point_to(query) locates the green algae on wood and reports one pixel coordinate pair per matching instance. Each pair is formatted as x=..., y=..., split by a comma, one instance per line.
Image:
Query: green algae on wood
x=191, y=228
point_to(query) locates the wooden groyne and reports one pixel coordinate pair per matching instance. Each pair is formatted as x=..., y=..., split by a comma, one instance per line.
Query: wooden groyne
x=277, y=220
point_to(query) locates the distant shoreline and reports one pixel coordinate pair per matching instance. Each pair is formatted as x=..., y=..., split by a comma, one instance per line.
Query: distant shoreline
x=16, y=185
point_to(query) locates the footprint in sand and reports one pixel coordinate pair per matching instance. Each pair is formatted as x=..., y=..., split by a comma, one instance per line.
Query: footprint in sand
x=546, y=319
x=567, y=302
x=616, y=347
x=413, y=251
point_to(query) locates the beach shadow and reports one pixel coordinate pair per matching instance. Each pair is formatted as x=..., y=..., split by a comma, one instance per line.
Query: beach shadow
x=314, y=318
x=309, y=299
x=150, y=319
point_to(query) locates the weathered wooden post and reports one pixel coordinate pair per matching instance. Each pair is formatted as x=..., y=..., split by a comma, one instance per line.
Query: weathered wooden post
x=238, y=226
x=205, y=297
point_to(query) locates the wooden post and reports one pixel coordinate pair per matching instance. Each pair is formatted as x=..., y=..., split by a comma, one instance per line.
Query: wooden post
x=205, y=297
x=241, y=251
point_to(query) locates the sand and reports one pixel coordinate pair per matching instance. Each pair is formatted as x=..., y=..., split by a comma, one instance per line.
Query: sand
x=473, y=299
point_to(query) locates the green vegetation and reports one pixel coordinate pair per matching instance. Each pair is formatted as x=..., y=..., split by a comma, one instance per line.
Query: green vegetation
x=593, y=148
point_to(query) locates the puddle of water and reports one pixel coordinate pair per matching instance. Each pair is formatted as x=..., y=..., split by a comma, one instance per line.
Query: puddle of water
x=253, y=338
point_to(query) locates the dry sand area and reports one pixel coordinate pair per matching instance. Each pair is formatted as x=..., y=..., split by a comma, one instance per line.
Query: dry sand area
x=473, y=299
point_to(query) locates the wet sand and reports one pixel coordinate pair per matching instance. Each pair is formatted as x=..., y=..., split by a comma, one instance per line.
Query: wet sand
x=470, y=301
---+---
Exercise brief: A single figure is required: the number of lines in the entries above that include the word "pixel".

Exercise answer: 12